===== QUOTED TEXT

With this space, I wanted to document thoughts, travels and tit-bits as I manoeuvred through life. I hope to do that more in the days to come. All those travels are not going to write themselves, will they?
Forgetting and carrying on is a double edged sword. There are times I know I need it like so many of you. But I fear it too – I don’t want to forget how these months and especially the last few weeks have made me feel. I have tried to find solace in everyday acts of living and sources of joy and gratitude but there have been days it got harder to bury myself in the mundane. I harbour a fear – a fear that we/I will forget.
There is such an influx of resources and personal narratives everywhere now. People are enraged and so many of us want to do something about it, anything at all, from where we stand. And yet, I fear we will forget.

==========
===== DATA EXCERPTS

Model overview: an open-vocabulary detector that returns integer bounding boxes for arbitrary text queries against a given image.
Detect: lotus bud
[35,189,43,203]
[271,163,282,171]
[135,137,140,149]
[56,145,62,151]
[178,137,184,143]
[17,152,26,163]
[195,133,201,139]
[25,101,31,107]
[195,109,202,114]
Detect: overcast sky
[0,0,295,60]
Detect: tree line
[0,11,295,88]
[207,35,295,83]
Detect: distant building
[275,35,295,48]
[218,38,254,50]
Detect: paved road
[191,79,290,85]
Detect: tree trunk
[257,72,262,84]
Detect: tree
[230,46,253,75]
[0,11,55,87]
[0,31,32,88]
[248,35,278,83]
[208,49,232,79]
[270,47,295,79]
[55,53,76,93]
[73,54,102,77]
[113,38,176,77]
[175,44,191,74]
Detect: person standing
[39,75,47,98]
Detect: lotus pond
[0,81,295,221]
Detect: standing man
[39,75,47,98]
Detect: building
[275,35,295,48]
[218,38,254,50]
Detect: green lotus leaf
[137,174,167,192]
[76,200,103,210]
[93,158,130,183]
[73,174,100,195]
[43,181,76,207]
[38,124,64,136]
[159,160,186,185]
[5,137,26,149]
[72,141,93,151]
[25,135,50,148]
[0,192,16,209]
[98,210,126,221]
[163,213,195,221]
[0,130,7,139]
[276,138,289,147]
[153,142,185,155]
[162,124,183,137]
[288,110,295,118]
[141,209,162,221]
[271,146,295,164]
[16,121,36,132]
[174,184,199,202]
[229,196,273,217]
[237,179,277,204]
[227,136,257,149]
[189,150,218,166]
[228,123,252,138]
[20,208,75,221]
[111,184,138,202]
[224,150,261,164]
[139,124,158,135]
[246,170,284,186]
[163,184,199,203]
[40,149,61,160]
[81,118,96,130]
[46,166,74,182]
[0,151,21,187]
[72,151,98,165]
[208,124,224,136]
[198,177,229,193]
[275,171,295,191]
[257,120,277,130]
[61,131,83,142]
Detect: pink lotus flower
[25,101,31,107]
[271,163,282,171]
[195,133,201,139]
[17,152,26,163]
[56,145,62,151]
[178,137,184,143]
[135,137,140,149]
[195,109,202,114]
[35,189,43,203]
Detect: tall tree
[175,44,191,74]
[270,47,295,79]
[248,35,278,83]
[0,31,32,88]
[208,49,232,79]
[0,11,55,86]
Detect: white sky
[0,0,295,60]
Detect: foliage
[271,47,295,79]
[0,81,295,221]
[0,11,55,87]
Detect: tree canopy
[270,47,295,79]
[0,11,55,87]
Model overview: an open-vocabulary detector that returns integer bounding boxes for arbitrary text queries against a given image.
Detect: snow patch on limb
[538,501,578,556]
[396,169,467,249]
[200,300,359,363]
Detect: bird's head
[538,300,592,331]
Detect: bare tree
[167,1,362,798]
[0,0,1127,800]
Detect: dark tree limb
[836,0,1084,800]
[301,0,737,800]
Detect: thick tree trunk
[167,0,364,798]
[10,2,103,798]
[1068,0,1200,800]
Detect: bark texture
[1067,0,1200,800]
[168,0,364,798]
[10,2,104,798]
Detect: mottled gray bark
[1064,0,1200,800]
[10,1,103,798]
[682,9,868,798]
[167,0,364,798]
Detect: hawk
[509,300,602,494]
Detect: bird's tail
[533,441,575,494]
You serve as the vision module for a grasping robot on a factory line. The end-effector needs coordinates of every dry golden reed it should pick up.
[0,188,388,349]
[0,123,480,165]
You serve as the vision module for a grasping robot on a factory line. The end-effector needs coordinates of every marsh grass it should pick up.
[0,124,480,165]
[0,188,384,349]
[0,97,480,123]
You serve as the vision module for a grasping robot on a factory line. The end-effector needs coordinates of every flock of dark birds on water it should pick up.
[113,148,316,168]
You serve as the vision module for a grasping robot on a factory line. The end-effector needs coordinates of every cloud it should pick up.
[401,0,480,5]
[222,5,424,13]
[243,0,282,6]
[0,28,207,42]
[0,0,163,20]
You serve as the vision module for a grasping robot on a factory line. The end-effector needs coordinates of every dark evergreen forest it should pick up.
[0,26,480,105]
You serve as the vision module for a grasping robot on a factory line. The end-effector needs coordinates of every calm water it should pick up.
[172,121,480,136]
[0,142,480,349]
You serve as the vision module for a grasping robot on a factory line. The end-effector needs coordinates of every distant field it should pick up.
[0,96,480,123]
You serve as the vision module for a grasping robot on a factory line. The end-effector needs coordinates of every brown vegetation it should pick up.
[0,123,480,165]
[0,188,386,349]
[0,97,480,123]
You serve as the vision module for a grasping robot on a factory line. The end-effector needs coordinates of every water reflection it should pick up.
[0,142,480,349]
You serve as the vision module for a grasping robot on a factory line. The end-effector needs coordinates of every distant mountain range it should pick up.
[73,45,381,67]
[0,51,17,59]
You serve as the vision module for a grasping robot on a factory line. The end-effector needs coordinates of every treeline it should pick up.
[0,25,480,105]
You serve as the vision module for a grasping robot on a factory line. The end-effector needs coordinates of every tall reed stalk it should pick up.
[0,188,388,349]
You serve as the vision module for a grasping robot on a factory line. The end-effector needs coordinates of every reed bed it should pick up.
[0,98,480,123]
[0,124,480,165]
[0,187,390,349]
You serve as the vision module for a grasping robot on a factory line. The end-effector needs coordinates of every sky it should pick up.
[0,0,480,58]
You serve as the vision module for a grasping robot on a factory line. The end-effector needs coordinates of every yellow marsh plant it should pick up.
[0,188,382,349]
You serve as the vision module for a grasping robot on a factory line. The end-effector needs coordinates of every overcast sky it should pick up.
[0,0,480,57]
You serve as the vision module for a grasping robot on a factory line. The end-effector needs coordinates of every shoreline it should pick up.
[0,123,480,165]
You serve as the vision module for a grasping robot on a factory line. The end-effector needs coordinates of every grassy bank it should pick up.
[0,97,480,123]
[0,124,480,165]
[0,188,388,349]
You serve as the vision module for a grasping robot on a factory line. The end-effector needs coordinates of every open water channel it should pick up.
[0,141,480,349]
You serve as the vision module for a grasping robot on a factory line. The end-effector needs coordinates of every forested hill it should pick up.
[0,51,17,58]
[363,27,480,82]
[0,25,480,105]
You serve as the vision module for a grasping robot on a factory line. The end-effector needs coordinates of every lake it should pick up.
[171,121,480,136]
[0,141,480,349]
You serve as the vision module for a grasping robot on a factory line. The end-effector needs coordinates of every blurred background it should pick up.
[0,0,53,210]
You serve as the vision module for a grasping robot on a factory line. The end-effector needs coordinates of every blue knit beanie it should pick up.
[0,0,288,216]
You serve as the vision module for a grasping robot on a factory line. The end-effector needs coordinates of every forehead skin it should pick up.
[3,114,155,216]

==========

» **DIRECTIONS**
- 1) Copy the passage on forgetting word for word, from "With this space, I" up to and including "themselves, will they?".
- 2) In the passage on forgetting, where has the writer tried to find solace?

» **ANSWERS TO THE PROBLEMS**
- 1)
With this space, I wanted to document thoughts, travels and tit-bits as I manoeuvred through life. I hope to do that more in the days to come. All those travels are not going to write themselves, will they?

- 2) In everyday acts of living and in sources of joy and gratitude.